*** GIVEN ENTRIES ***

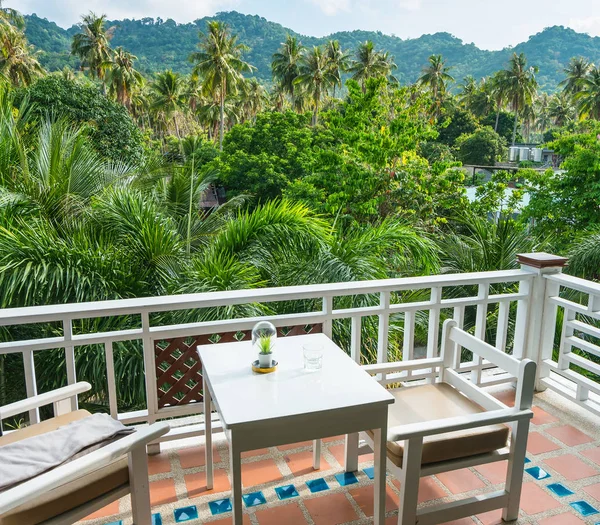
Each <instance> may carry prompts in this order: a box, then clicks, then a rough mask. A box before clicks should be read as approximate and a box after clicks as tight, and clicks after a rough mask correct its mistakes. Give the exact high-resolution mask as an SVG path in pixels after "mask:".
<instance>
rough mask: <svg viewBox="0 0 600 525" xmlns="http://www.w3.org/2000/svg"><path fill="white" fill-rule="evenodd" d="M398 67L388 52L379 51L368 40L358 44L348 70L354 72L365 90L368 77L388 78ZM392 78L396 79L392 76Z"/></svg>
mask: <svg viewBox="0 0 600 525" xmlns="http://www.w3.org/2000/svg"><path fill="white" fill-rule="evenodd" d="M397 68H398V66H397V65H396V64H395V63H394V60H393V58H392V57H391V56H390V55H389V54H388V53H382V52H380V51H377V50H376V49H375V44H373V42H371V41H370V40H368V41H366V42H363V43H362V44H359V45H358V49H357V50H356V54H355V59H354V60H353V61H352V63H351V64H350V67H349V68H348V71H349V72H351V73H352V78H353V79H354V80H356V81H357V82H359V83H360V85H361V87H362V89H363V92H364V91H365V88H366V81H367V80H368V79H370V78H378V77H386V78H388V77H390V76H391V75H392V71H394V70H395V69H397ZM392 80H395V79H394V78H393V77H392Z"/></svg>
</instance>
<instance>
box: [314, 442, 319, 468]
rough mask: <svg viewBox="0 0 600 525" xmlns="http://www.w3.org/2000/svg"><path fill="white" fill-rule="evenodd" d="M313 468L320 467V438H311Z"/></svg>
mask: <svg viewBox="0 0 600 525" xmlns="http://www.w3.org/2000/svg"><path fill="white" fill-rule="evenodd" d="M313 468H314V469H315V470H319V469H320V468H321V440H320V439H315V440H313Z"/></svg>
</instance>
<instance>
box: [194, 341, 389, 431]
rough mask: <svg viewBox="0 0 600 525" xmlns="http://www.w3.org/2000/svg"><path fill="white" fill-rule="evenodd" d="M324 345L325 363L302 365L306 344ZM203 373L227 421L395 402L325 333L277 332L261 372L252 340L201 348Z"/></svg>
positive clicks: (313, 411) (256, 418)
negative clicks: (269, 365) (254, 369)
mask: <svg viewBox="0 0 600 525" xmlns="http://www.w3.org/2000/svg"><path fill="white" fill-rule="evenodd" d="M316 342H318V343H321V344H322V345H323V368H322V369H321V370H319V371H315V372H308V371H305V370H304V357H303V352H302V345H303V344H306V343H316ZM198 354H199V356H200V359H201V361H202V368H203V373H204V374H206V375H207V376H208V379H209V381H210V385H211V389H212V393H213V398H214V401H215V403H216V404H217V406H218V408H219V412H220V414H221V417H222V419H223V421H224V423H225V425H226V426H227V427H229V428H231V427H234V426H236V425H243V424H244V423H251V422H255V421H263V420H266V419H272V418H281V417H286V416H293V415H299V414H308V413H313V412H323V411H330V410H336V409H341V408H351V407H358V406H363V405H373V404H377V403H383V404H391V403H393V402H394V398H393V396H392V395H391V394H390V393H389V392H387V390H386V389H385V388H383V387H382V386H381V385H380V384H379V383H377V381H375V379H373V378H372V377H371V376H369V374H367V373H366V372H365V371H364V370H363V369H362V368H361V367H360V366H358V365H357V364H356V363H355V362H354V361H353V360H352V359H351V358H350V356H348V355H347V354H346V353H345V352H344V351H343V350H341V349H340V348H339V347H338V346H337V345H336V344H335V343H334V342H333V341H331V340H330V339H329V338H328V337H326V336H325V335H323V334H310V335H301V336H295V337H279V338H278V339H277V343H276V345H275V353H274V358H275V359H276V360H277V361H279V366H278V367H277V370H276V371H275V372H273V373H271V374H257V373H255V372H253V371H252V369H251V363H252V362H253V361H255V360H256V359H257V355H255V353H254V352H253V351H252V344H251V342H250V341H242V342H235V343H223V344H210V345H202V346H199V347H198Z"/></svg>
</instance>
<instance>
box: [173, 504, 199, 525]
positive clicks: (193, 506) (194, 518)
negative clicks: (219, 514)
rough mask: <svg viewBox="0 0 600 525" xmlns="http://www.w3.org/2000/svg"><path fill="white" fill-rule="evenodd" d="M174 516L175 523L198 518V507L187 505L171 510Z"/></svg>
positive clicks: (191, 519) (187, 520) (182, 522)
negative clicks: (171, 510) (185, 505)
mask: <svg viewBox="0 0 600 525" xmlns="http://www.w3.org/2000/svg"><path fill="white" fill-rule="evenodd" d="M173 514H174V516H175V523H183V522H184V521H190V520H195V519H197V518H198V509H197V508H196V505H191V506H189V507H181V508H180V509H175V510H174V511H173Z"/></svg>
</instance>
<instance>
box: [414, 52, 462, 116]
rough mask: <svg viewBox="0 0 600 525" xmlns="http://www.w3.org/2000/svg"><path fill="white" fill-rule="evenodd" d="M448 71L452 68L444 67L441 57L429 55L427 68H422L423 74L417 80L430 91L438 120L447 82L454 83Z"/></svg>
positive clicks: (449, 70) (444, 61) (418, 81)
mask: <svg viewBox="0 0 600 525" xmlns="http://www.w3.org/2000/svg"><path fill="white" fill-rule="evenodd" d="M450 69H452V68H451V67H449V66H447V65H446V61H445V60H444V58H443V57H442V55H431V56H430V57H429V66H426V67H424V68H423V73H422V74H421V76H420V77H419V80H418V83H419V84H420V85H421V86H426V87H428V88H429V90H430V91H431V95H432V96H433V102H434V104H435V106H436V110H435V115H436V118H439V116H440V113H441V108H442V102H443V98H444V95H445V93H446V89H447V84H448V82H454V77H453V76H452V75H450V73H449V71H450Z"/></svg>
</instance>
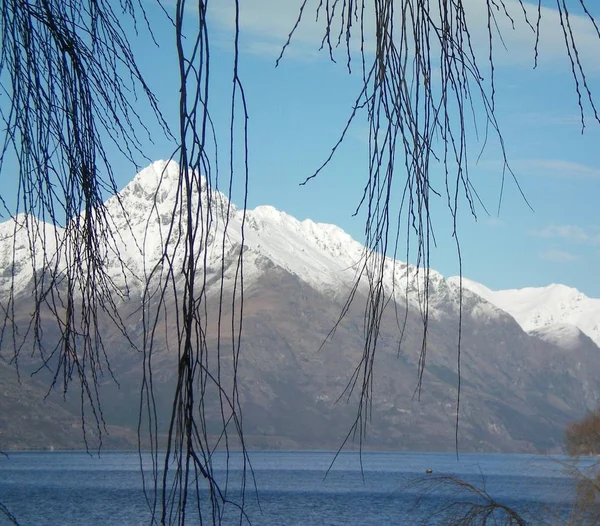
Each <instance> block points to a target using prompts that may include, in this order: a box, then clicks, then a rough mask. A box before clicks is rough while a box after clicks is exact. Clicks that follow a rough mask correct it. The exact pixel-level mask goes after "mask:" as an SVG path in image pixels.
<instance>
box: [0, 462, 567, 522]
mask: <svg viewBox="0 0 600 526" xmlns="http://www.w3.org/2000/svg"><path fill="white" fill-rule="evenodd" d="M235 456H236V455H234V458H233V461H232V465H233V466H234V467H233V468H232V469H231V470H230V475H231V481H232V482H231V486H230V488H232V489H233V488H235V480H236V477H238V476H239V473H240V472H239V471H237V470H236V468H235V464H236V459H235ZM333 457H334V454H333V453H331V452H314V451H310V452H281V451H269V452H251V453H250V459H251V462H252V466H253V469H254V474H255V477H256V483H257V487H258V502H257V498H256V494H255V492H254V489H253V488H252V487H251V485H249V489H248V490H247V494H246V502H245V509H246V512H247V514H248V517H249V519H250V521H251V523H252V524H256V525H266V526H270V525H278V526H280V525H289V526H293V525H382V524H409V525H412V524H419V523H422V524H440V523H441V518H440V515H439V514H436V512H437V511H439V510H440V509H441V508H444V507H445V506H447V505H448V504H450V503H452V502H455V501H458V500H467V498H469V499H470V500H473V498H472V496H471V497H469V495H468V494H466V493H465V492H460V491H459V490H458V488H457V487H456V486H455V485H452V486H449V487H448V486H441V487H440V486H437V485H436V481H437V480H438V479H437V477H438V476H440V475H442V474H450V475H454V476H457V477H460V478H461V479H463V480H466V481H468V482H470V483H473V484H474V485H476V486H477V487H479V488H483V487H485V489H486V491H487V492H488V494H489V495H491V496H492V497H493V498H494V499H496V500H497V501H499V502H502V503H503V504H506V505H509V506H512V507H514V508H516V509H517V510H518V511H519V512H522V513H524V514H525V515H526V517H527V518H528V519H530V520H532V522H533V523H539V522H541V519H542V518H545V520H546V521H547V523H549V524H558V523H559V522H560V521H559V520H558V518H557V517H556V516H555V515H552V514H555V513H557V514H559V515H561V514H562V515H563V516H564V515H565V514H566V513H567V512H568V506H569V503H570V502H571V499H572V497H573V481H572V478H570V477H569V476H568V474H567V473H566V470H565V468H564V466H563V465H562V464H561V463H560V462H559V461H560V460H561V459H556V458H549V457H543V456H532V455H493V454H484V455H480V454H464V455H461V456H460V459H459V460H457V459H456V456H455V455H454V454H441V453H388V452H385V453H363V455H362V462H363V466H362V472H361V466H360V460H359V455H358V453H350V452H348V453H342V454H341V455H340V456H339V457H338V458H337V460H336V462H335V463H334V464H333V467H332V469H331V470H330V472H329V474H328V475H327V476H325V473H326V471H327V468H328V467H329V466H330V463H331V461H332V460H333ZM223 459H224V457H223V456H222V455H221V454H217V457H216V461H215V464H216V465H217V466H218V465H219V463H220V462H221V463H222V462H223ZM427 469H431V470H432V471H433V473H432V474H426V470H427ZM418 480H420V481H423V480H424V482H422V483H419V484H418V485H417V486H414V485H411V483H412V484H414V483H415V481H418ZM418 498H420V499H421V501H420V504H419V505H418V506H416V504H417V499H418ZM0 502H2V503H3V504H4V505H5V506H6V507H7V508H8V509H9V510H10V511H11V512H12V513H13V514H14V516H15V517H16V518H17V519H18V520H19V524H22V525H36V526H37V525H58V524H60V525H81V524H85V525H92V526H93V525H109V524H114V525H117V524H118V525H136V524H148V523H149V522H150V512H149V509H148V504H147V503H146V500H145V498H144V493H143V490H142V477H141V471H140V459H139V456H138V453H136V452H132V453H123V452H107V453H102V454H101V456H100V457H98V456H90V455H88V454H86V453H73V452H68V453H62V452H43V453H30V452H27V453H11V454H10V455H9V457H8V458H4V457H0ZM229 511H230V513H229V514H228V515H227V514H226V517H225V520H224V523H225V524H236V523H237V524H239V515H238V514H236V513H234V510H233V509H230V510H229ZM3 521H4V522H3ZM7 523H8V522H6V519H5V518H4V517H2V515H1V514H0V524H7ZM188 523H189V524H196V523H198V521H197V520H196V519H195V518H194V519H191V518H190V520H189V521H188Z"/></svg>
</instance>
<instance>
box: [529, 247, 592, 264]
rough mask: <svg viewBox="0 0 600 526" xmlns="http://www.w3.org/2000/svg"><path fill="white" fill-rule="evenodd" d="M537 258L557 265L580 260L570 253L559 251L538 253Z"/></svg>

*** End of GIVEN ENTRIES ***

▸ **WHAT THE TASK ASKS**: Looking at the entries above, can you reproduce exactly the lines from the one that holds "box: [314, 442, 319, 468]" through the one that holds "positive clicks: (313, 411) (256, 418)", and only those?

▸ **SOLUTION FOR THIS PROBLEM**:
box: [314, 442, 319, 468]
rough mask: <svg viewBox="0 0 600 525" xmlns="http://www.w3.org/2000/svg"><path fill="white" fill-rule="evenodd" d="M313 468L320 467V438H311Z"/></svg>
mask: <svg viewBox="0 0 600 525" xmlns="http://www.w3.org/2000/svg"><path fill="white" fill-rule="evenodd" d="M313 468H314V469H315V470H319V469H320V468H321V440H320V439H315V440H313Z"/></svg>
</instance>
<instance>
box: [194, 341, 389, 431]
rough mask: <svg viewBox="0 0 600 525" xmlns="http://www.w3.org/2000/svg"><path fill="white" fill-rule="evenodd" d="M324 345L325 363L302 365L306 344ZM203 373L227 421L395 402L325 333L277 332L261 372L252 340L201 348Z"/></svg>
positive clicks: (313, 411) (256, 418)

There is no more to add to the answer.